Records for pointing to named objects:
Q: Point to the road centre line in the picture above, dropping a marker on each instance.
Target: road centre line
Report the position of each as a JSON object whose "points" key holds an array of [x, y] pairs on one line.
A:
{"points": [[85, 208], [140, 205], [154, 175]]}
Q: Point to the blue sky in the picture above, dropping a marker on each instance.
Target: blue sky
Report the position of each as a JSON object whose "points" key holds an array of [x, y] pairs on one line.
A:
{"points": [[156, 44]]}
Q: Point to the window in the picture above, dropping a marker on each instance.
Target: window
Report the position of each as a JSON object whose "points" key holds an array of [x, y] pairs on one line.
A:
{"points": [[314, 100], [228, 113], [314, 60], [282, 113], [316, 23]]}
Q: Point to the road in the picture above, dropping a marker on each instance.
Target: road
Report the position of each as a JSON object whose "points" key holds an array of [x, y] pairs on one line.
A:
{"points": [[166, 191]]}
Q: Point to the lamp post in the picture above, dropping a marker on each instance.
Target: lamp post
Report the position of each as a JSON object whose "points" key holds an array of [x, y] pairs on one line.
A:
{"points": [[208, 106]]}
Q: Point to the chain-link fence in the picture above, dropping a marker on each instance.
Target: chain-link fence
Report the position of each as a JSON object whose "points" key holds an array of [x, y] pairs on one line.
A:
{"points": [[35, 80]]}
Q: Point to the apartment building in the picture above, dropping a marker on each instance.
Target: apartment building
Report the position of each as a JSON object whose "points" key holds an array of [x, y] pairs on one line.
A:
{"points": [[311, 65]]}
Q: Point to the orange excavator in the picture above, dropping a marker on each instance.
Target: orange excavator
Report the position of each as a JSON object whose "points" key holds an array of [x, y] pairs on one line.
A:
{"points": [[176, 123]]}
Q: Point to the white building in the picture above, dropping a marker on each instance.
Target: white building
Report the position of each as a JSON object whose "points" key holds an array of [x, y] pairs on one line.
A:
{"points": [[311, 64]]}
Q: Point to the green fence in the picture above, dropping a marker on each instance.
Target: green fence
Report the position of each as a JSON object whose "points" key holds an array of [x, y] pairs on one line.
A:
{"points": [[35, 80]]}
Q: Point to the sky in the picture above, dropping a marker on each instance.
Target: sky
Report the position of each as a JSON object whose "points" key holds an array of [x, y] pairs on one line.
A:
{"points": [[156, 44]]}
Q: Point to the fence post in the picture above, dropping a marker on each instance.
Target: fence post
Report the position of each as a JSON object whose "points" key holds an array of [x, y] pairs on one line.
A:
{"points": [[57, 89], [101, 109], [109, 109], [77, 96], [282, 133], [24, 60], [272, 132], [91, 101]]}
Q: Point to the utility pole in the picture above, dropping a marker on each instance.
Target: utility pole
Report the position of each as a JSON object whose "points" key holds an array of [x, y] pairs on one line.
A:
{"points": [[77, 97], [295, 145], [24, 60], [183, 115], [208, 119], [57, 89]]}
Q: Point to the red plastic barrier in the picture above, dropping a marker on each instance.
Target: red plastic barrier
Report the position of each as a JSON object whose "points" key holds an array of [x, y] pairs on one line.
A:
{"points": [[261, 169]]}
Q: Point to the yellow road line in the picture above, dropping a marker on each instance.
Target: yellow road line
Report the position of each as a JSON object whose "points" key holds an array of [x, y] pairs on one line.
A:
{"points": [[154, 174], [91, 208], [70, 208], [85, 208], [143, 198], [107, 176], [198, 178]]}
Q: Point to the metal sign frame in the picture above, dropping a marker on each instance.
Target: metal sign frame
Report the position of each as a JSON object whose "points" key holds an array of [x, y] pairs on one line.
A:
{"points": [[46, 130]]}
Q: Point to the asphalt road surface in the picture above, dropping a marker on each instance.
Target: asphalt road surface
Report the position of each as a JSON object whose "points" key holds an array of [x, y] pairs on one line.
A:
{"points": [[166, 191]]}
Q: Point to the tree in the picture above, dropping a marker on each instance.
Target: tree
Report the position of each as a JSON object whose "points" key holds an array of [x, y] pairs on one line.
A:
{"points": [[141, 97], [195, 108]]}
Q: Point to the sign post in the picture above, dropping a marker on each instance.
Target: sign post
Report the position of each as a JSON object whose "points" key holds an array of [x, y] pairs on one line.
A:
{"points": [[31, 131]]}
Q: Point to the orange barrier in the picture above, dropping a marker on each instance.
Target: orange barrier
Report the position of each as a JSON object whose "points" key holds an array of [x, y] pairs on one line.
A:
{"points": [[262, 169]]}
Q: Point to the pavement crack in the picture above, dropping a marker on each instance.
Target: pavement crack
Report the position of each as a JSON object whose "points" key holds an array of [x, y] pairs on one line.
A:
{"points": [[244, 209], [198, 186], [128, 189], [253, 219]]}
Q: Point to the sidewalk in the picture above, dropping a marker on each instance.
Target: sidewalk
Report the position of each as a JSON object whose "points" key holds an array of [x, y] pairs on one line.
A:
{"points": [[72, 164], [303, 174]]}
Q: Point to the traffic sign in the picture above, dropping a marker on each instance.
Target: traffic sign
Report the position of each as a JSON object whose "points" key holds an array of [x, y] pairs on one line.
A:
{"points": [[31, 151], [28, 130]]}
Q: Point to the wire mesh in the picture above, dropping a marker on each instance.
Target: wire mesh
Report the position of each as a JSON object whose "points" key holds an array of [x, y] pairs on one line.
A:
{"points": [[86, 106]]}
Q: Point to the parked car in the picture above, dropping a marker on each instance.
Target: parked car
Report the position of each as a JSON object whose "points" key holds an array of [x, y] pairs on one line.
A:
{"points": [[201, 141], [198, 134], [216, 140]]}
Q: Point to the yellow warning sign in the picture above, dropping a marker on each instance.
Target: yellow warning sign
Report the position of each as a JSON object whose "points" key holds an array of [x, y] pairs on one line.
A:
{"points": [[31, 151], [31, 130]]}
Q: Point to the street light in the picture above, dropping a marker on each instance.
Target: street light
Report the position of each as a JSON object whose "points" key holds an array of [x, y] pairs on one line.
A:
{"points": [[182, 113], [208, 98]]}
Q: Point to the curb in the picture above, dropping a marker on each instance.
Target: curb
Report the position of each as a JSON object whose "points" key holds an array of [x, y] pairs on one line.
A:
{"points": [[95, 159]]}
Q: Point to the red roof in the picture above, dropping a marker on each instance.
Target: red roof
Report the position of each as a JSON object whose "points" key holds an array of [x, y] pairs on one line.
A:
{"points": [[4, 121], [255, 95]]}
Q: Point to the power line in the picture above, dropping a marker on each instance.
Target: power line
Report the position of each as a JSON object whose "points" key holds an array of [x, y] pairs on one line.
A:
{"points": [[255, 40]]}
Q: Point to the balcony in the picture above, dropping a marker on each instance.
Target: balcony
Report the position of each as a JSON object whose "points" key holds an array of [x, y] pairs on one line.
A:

**Goal:** Reproduce all of the records above word for word, changing nothing.

**Solution for this task:**
Q: Point to the road centre line in the picture above, dropping a marker on each instance.
Target: road centre line
Report the position of each as a JSON object whose "points" key holds an array of [x, y] pairs on one line.
A:
{"points": [[85, 208], [140, 205], [154, 175]]}
Q: Point to the blue sky in the picture above, dropping a marker on each instance.
Target: blue sky
Report the position of each as a JSON object whose "points" key holds an array of [x, y] pairs on one line.
A:
{"points": [[156, 44]]}
Q: Point to the window in the picture above, dropping a marker on each instance.
Target: window
Report the position of each as a JSON object whose "points" key holds an array of [x, y] pairs on one line.
A:
{"points": [[314, 100], [228, 113], [314, 60], [282, 113], [316, 23]]}
Q: Point to the road in the picture above, dropping a marker on each instance.
Target: road
Report the position of each as a JSON object whose "points" key holds an array of [x, y] pairs on one line.
A:
{"points": [[166, 191]]}
Q: Point to the lamp post in the picture above, dropping a marker on each instance.
Target: lamp post
Report the position of each as a JSON object whose "points" key holds an array of [x, y] pairs on one line.
A:
{"points": [[208, 106]]}
Q: Point to the chain-link fence in the picture above, dropping a marker on each instance.
Target: chain-link fence
Report the position of each as a JSON object whose "points" key holds an array of [x, y] pairs on one line.
A:
{"points": [[35, 80]]}
Q: Point to the apartment building in the picture above, dropping a marker on each instance.
Target: apartment building
Report the position of each as a JSON object whose "points" key holds an array of [x, y] pairs on one line.
A:
{"points": [[311, 65]]}
Q: Point to the orange excavator in the picture above, dropping a marker on each instance.
Target: orange excavator
Report the position of each as a JSON object whose "points" key holds an array of [x, y] pairs on one line.
A:
{"points": [[176, 123]]}
Q: Point to the white building in the picture above, dropping a marker on each instance.
Target: white building
Report the position of each as a JSON object whose "points" key holds an array of [x, y] pairs on one line.
A:
{"points": [[311, 64]]}
Q: Point to the green fence in the picture above, dropping a marker on each instance.
Target: green fence
Report the position of each as a JSON object whose "points" key holds an array of [x, y] pairs on one line.
A:
{"points": [[35, 80]]}
Q: Point to the sky in the picture above, dropping a marker on each instance.
Target: sky
Report the position of each as a JSON object whose "points" key holds an array of [x, y] pairs on one line.
A:
{"points": [[156, 44]]}
Q: Point to the fence post in the picture above, dropping a marker on each instance.
Target: fence post
Report the position of each as a JSON object whose "points" key holds an array of [x, y] pairs on one line.
A:
{"points": [[57, 89], [101, 109], [109, 109], [77, 96], [282, 133], [24, 60], [272, 132], [91, 101]]}
Q: Point to the utility pole in the picture above, dropping a marker on each instance.
Target: utility pole
Report the position of each as a JSON object whose "points" key holds an array of [x, y] pairs on one line.
A:
{"points": [[77, 97], [295, 145], [24, 60], [183, 115], [208, 119], [57, 89]]}
Q: Point to the red plastic barrier in the picture above, dropping a marker on each instance.
Target: red plastic barrier
Report the position of each as a JSON object whose "points" key holds an array of [x, y] pairs on one line.
A:
{"points": [[261, 169]]}
Q: Point to the yellow road line in the picture above, dropping a marker on each instance.
Target: yellow road line
Report the position of each as a JSON object whose "points" key holds an array of [x, y] pairs on one line.
A:
{"points": [[154, 174], [91, 208], [70, 208], [85, 208], [143, 198], [107, 176], [198, 178]]}
Q: Point to the metal sign frame in the picture above, dropping a marker on each instance.
Target: metal sign frame
Report the position of each as a JSON object whose "points" key holds an array of [x, y] pairs on one line.
A:
{"points": [[46, 130]]}
Q: Point to the asphalt road surface in the picture above, dropping a marker on each instance.
Target: asphalt road surface
Report the position of each as a JSON object whose "points" key holds an array of [x, y] pairs on one line.
A:
{"points": [[166, 191]]}
Q: Point to the tree in the picture above, dropping a marker on each instance.
Target: tree
Report the position of each as a JSON object whose "points" key holds an array of [x, y] pairs on one line.
A:
{"points": [[141, 97], [195, 108]]}
Q: Point to the sign post in the picture above, dropping a marker on each instance.
Target: sign post
Report the position of each as a JSON object whose "points" key holds an array of [x, y] pairs on one line.
A:
{"points": [[31, 131]]}
Q: Point to the orange barrier in the picture above, dropping a marker on each instance.
Target: orange barrier
Report the position of each as a JSON object whose "points" key holds an array of [x, y] pairs on one line.
A:
{"points": [[262, 169]]}
Q: Point to the pavement crack in the picture above, dropping a marker on each instance.
Target: pavement crack
Report the position of each as a JSON object whose "points" key holds an array of [x, y] pairs on one line.
A:
{"points": [[244, 209], [198, 186], [128, 189], [253, 219]]}
Q: Point to the sidewalk in the picture above, dropping a marker on each instance.
Target: sidewalk
Report the position of each as a JSON object whose "points" key holds an array of [x, y] pairs on one line.
A:
{"points": [[72, 164], [303, 174]]}
Q: Point to the traffic sign in the picture above, dropping a marker on each instance.
Target: traffic sign
Report the position of each as a JSON object whose "points" key holds an array of [x, y] pairs on one line.
A:
{"points": [[31, 151], [28, 130]]}
Q: Point to the wire mesh in the picture above, dropping a marker on each instance.
Target: wire mesh
Report the position of each as a JSON object whose "points" key holds an array of [x, y] pairs on one line.
A:
{"points": [[86, 106]]}
Q: Point to the parked car in the picture above, dropping a marker on each instance.
Target: parked car
Report the position of each as a JSON object whose "points" key holds an array of [x, y] pairs on one line.
A:
{"points": [[201, 141], [198, 134], [216, 140]]}
Q: Point to the yellow warning sign in the picture above, dropping a marker on each instance.
Target: yellow warning sign
Report the position of each as a JSON object whose "points" key holds an array of [x, y] pairs on one line.
A:
{"points": [[31, 151], [31, 130]]}
Q: Point to the street light in the picture above, dropping a marker on each instance.
Target: street light
Report the position of each as a JSON object whose "points" key holds an array of [x, y] pairs on one line.
A:
{"points": [[182, 113], [208, 98]]}
Q: Point to the curb in the picture above, dropping a marker on each instance.
Target: curb
Report the position of each as a JSON object whose "points" key holds an array of [x, y] pairs on one line.
A:
{"points": [[95, 159]]}
Q: Point to the red roof in the picture above, dropping a marker on each instance.
Target: red roof
Report the position of each as a JSON object whose "points" key holds an array of [x, y] pairs on one line.
A:
{"points": [[4, 121], [255, 95]]}
Q: Point to the power line in the picture above, dropping a marker on each instance.
Target: power line
Report the position of each as a JSON object whose "points" key holds an array of [x, y] pairs on one line.
A:
{"points": [[255, 40]]}
Q: Point to the balcony in the picture above, dropping a marker on each instance.
Target: balcony
Report the position of each as a JSON object whose "points" key holds an array of [x, y] pairs on one line.
A:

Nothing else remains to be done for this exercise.